(Task input):
..............................
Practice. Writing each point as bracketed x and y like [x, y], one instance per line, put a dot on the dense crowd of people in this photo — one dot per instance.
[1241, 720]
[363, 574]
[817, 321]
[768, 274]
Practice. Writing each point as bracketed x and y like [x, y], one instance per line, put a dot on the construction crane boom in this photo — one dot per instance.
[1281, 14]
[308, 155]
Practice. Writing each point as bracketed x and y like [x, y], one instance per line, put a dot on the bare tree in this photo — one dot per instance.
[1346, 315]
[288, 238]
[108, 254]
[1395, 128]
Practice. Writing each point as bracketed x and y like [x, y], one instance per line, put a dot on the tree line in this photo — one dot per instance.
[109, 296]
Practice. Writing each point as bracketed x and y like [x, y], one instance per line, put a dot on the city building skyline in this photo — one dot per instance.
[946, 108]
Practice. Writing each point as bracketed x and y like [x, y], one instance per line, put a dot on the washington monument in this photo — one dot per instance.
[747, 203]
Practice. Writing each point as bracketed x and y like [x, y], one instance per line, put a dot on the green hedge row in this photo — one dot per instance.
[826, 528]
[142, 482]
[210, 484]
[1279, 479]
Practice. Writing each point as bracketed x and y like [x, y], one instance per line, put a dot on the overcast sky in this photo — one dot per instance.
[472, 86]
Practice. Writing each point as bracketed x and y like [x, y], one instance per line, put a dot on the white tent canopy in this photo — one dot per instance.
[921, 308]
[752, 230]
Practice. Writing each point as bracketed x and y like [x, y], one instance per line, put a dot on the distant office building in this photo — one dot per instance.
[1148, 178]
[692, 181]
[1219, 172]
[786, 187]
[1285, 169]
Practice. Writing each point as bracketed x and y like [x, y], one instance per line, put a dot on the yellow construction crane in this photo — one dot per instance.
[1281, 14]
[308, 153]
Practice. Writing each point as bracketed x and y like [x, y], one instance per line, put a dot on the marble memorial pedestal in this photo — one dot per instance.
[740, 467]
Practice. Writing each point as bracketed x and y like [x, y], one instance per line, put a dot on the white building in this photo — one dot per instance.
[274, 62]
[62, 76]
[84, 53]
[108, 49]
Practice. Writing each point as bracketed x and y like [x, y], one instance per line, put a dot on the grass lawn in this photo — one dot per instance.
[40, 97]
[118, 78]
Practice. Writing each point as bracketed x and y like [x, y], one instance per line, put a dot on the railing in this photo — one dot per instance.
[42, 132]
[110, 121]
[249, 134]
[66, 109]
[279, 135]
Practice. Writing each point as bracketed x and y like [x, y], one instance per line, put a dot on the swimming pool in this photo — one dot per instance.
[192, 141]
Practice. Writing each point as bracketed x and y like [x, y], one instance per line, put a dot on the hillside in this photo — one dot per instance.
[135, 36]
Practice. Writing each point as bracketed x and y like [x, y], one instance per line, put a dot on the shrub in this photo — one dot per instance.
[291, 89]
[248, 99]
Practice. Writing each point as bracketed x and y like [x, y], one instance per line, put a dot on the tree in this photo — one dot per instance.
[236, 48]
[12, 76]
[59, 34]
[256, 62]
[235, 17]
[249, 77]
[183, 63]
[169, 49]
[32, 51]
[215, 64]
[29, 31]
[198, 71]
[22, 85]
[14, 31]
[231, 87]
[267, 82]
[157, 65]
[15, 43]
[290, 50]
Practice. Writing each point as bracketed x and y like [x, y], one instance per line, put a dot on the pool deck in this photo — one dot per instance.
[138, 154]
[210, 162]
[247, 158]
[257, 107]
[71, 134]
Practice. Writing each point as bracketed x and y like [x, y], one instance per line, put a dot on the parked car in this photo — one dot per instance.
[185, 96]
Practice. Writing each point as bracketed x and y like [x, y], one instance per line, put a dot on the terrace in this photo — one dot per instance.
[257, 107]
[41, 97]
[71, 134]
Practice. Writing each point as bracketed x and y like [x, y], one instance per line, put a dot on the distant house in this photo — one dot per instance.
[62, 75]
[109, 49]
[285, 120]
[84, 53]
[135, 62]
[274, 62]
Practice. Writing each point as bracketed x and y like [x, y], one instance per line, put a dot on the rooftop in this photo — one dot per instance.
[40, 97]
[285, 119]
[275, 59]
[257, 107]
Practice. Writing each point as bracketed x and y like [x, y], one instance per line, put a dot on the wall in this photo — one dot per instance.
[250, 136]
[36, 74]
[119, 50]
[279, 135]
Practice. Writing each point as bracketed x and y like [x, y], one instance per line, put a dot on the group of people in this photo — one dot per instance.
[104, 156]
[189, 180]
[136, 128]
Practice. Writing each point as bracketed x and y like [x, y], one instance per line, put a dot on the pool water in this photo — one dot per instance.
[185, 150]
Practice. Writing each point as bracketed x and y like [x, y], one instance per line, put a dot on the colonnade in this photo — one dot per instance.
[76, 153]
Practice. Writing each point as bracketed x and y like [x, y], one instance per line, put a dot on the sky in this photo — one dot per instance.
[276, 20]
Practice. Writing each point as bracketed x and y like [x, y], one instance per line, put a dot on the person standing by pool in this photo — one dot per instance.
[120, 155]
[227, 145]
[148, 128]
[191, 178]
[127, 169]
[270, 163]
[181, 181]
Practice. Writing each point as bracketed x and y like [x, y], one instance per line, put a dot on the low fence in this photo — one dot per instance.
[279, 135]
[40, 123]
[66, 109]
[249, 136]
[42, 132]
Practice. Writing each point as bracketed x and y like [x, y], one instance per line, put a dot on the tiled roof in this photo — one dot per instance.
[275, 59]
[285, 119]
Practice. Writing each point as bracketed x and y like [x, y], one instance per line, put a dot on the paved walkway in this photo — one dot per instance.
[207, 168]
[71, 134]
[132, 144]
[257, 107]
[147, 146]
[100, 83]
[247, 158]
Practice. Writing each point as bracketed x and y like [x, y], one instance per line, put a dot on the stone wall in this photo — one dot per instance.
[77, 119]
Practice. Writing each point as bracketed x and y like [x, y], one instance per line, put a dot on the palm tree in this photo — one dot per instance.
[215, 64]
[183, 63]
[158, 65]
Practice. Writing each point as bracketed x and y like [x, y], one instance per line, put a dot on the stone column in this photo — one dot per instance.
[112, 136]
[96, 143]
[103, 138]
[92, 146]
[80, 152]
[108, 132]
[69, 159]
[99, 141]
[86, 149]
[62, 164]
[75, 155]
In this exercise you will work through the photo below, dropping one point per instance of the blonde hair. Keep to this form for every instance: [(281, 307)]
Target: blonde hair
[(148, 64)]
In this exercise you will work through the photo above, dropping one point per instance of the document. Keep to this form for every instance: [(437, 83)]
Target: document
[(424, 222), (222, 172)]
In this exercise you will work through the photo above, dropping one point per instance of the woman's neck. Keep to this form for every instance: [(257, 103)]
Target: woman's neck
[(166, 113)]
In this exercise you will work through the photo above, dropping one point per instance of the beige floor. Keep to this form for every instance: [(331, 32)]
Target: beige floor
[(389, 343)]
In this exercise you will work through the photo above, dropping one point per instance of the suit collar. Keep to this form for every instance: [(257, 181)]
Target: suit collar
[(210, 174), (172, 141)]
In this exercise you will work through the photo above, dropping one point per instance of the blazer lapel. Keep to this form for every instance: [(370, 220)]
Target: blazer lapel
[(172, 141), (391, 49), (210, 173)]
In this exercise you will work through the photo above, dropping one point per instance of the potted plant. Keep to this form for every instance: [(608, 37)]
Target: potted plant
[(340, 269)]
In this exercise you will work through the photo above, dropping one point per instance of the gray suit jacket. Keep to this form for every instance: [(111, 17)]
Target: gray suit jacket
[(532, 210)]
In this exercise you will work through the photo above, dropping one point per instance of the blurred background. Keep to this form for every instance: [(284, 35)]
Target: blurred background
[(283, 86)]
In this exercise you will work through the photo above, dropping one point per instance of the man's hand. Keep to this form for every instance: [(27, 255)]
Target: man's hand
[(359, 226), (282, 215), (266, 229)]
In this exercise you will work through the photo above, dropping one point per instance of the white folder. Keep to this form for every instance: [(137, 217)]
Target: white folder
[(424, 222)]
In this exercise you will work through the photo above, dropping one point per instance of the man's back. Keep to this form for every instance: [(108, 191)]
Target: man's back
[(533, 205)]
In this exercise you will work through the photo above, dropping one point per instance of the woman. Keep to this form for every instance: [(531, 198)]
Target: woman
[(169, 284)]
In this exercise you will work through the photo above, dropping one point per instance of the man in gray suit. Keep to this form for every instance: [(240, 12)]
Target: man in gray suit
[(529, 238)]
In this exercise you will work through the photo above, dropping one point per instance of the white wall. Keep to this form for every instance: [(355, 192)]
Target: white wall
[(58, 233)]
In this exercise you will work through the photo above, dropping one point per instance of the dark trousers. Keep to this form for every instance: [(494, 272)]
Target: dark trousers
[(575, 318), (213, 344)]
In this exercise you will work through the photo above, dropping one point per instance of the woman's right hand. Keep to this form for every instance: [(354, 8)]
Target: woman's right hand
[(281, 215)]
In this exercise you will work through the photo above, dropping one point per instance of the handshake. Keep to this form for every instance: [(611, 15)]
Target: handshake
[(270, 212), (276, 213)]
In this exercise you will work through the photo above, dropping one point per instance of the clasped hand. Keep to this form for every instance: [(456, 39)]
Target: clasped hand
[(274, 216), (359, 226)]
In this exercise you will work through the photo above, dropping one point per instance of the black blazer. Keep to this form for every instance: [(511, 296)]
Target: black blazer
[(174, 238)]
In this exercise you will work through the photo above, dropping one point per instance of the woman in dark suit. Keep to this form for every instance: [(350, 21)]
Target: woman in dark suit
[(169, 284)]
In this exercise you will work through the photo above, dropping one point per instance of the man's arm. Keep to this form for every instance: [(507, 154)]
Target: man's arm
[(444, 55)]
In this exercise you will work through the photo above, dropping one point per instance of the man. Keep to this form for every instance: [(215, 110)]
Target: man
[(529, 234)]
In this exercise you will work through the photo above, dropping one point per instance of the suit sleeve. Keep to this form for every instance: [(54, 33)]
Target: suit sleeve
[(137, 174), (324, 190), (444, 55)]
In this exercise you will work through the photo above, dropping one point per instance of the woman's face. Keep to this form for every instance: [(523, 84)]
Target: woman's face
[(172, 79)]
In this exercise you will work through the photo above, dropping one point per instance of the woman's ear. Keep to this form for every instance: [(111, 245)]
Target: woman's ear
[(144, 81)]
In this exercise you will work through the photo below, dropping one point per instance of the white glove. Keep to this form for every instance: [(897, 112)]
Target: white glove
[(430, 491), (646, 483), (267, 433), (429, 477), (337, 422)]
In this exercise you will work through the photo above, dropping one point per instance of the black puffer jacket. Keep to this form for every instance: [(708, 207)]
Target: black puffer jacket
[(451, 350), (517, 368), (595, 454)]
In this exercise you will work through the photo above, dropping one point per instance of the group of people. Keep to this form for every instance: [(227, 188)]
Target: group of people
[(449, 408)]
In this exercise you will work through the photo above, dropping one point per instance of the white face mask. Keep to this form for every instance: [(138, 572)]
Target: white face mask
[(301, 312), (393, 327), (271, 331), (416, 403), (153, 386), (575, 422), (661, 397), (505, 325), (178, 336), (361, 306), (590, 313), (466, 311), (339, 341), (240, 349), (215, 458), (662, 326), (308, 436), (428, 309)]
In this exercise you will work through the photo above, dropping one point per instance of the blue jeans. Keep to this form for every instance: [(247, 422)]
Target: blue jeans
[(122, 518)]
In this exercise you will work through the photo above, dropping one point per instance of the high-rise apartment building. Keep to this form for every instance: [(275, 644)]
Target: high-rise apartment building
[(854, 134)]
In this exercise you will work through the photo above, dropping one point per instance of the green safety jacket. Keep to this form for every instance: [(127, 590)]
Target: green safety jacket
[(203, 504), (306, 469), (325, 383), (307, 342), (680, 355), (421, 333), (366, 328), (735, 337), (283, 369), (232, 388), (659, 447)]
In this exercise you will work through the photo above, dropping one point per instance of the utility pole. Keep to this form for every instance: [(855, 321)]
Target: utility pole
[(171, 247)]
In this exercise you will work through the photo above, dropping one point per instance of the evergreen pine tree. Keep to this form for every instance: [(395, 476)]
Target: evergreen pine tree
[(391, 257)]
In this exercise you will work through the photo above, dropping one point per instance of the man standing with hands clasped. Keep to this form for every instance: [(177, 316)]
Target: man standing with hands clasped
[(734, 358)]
..............................
(Work required): In the listing above, the line containing "Target: evergreen pine tree" and all lines after it are to be restated word for word.

(Exercise response):
Target: evergreen pine tree
[(391, 257)]
In this exercise you will work through the photo above, dropping one point per instance of the man standing with hands clasped. Keep to this form for every instance: [(177, 316)]
Target: man standing with hands clasped
[(734, 358)]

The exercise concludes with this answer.